EXTRACTED TEXT:

Last week, we opined that the pathetically disjointed, blindingly dovish FOMC statement represented “Yellen’s Last Stand.” In other words, any shard of remaining Fed credibility is on the line, as the era of belief/hope in economic “recovery” is near its end. Given record low real employment, surging debt and inflation, historic lows in Congressional and MSM trust; and the below, historic plunge in CNBC’s ratings, the average person is already wise to such propaganda. And thus, it’s just a matter of time before the money printing “leg of the stool” is exponentially overtly increased; which inevitably, will yield catastrophic real losses to government-supported financial assets like stocks and bonds – either via 2008-style crash or 1920’s style Weimar hyperinflation.

DATA LISTING:
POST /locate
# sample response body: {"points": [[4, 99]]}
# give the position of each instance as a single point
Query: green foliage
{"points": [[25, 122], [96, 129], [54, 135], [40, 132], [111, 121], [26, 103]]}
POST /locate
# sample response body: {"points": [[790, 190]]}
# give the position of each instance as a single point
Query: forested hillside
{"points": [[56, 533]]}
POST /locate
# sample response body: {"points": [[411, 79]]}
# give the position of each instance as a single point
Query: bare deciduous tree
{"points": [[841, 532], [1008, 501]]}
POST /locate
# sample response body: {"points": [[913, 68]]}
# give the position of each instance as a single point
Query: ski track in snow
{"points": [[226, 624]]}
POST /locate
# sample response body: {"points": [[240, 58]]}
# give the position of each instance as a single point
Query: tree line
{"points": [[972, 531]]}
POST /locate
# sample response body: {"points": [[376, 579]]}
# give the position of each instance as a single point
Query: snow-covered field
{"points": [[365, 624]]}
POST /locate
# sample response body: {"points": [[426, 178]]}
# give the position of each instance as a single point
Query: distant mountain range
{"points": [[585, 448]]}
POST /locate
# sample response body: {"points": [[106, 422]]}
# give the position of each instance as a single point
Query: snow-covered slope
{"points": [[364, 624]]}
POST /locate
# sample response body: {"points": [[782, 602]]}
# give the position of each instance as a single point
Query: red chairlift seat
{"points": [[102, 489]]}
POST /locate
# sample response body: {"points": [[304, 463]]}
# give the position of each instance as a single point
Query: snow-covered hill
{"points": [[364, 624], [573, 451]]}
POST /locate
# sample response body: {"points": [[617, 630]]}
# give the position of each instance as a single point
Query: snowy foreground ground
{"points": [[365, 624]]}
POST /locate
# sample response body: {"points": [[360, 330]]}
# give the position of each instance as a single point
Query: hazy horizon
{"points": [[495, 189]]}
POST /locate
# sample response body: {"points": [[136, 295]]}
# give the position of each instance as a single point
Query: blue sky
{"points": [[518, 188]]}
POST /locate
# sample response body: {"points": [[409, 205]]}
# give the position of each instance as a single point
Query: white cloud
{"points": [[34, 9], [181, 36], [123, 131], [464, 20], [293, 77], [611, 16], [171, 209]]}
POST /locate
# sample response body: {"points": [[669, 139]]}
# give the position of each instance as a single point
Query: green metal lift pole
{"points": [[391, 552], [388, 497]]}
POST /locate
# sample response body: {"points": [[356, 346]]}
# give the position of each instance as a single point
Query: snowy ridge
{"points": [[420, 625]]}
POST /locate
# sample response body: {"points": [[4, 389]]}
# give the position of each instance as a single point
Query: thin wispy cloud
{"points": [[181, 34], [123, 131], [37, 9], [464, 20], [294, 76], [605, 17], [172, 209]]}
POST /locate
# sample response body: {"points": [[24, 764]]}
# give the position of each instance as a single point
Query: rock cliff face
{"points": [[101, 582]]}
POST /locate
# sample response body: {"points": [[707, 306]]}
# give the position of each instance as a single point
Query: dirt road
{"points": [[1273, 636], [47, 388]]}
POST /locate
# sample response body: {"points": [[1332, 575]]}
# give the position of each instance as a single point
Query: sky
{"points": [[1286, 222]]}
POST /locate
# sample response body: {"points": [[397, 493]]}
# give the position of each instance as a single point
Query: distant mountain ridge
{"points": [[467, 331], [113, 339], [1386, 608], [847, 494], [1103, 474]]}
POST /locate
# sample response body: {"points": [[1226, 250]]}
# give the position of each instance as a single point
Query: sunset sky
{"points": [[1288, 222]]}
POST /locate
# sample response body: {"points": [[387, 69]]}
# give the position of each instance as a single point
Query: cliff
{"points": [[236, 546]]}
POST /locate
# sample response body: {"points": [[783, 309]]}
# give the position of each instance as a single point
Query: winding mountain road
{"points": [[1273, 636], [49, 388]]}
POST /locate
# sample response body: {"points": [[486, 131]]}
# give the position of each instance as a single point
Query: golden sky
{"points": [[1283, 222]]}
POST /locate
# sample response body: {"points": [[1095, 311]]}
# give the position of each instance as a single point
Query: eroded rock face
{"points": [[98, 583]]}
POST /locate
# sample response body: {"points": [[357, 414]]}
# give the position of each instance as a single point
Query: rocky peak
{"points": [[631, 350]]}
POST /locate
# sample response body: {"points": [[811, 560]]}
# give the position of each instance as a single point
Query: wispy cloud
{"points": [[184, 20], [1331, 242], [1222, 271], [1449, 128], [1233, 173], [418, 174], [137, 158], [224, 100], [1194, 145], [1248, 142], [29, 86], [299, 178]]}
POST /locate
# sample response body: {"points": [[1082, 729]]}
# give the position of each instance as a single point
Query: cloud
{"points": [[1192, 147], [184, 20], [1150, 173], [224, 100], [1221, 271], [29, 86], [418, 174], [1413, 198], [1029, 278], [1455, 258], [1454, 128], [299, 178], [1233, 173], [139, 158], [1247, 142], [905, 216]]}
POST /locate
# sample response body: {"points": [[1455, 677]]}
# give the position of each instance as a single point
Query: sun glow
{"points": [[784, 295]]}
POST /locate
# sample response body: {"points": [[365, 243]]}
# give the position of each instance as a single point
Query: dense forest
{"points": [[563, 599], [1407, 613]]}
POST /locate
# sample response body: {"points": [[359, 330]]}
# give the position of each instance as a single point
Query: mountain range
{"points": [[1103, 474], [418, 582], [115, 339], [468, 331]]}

REQUIRED ACTIONS:
1: Render this sentence from the Fed commentary in Spanish: "In other words, any shard of remaining Fed credibility is on the line, as the era of belief/hope in economic “recovery” is near its end."
2: Rewrite the part of the Fed commentary that opens with the words containing "Last week, we" and closes with "style Weimar hyperinflation.", putting "currency creation" in place of "money printing".
3: Carry the commentary on the Fed and the FOMC statement forward from its final sentence.

SET OF ANSWERS:
1: En otras palabras, cualquier resquicio de credibilidad que le quede a la Fed está en juego, ya que la era de la creencia/esperanza en la «recuperación» económica está llegando a su fin.

2:
Last week, we opined that the pathetically disjointed, blindingly dovish FOMC statement represented “Yellen’s Last Stand.” In other words, any shard of remaining Fed credibility is on the line, as the era of belief/hope in economic “recovery” is near its end. Given record low real employment, surging debt and inflation, historic lows in Congressional and MSM trust; and the below, historic plunge in CNBC’s ratings, the average person is already wise to such propaganda. And thus, it’s just a matter of time before the currency creation “leg of the stool” is exponentially overtly increased; which inevitably, will yield catastrophic real losses to government-supported financial assets like stocks and bonds – either via 2008-style crash or 1920’s style Weimar hyperinflation.

3:
Since Wednesday afternoon’s fateful FOMC statement, Fed governors have made it painfully clear they are nothing but a bunch of Keystone Kops – deficient in economics, propaganda and general social skills. In other words, sliding down the slippery slope of credibility as if it’s covered with engine grease. However, nothing compares to the lunacy witnessed yesterday; and following this morning’s catastrophic economic data releases, we wouldn’t be surprised if Jim Sinclair’s forecast – discussed yesterday – of a major challenge to dollar hegemony by year-end, and exploding gold and silver prices –plays out as he anticipates.
Today’s article is going to be written chronologically like a bad “B” movie. It’s the best way to get our point across and well worth waiting for the ending. Too bad it’s not an actual Looney Toons feature yielding the polar opposite emotion of the somber, ominous message of this “creature feature.”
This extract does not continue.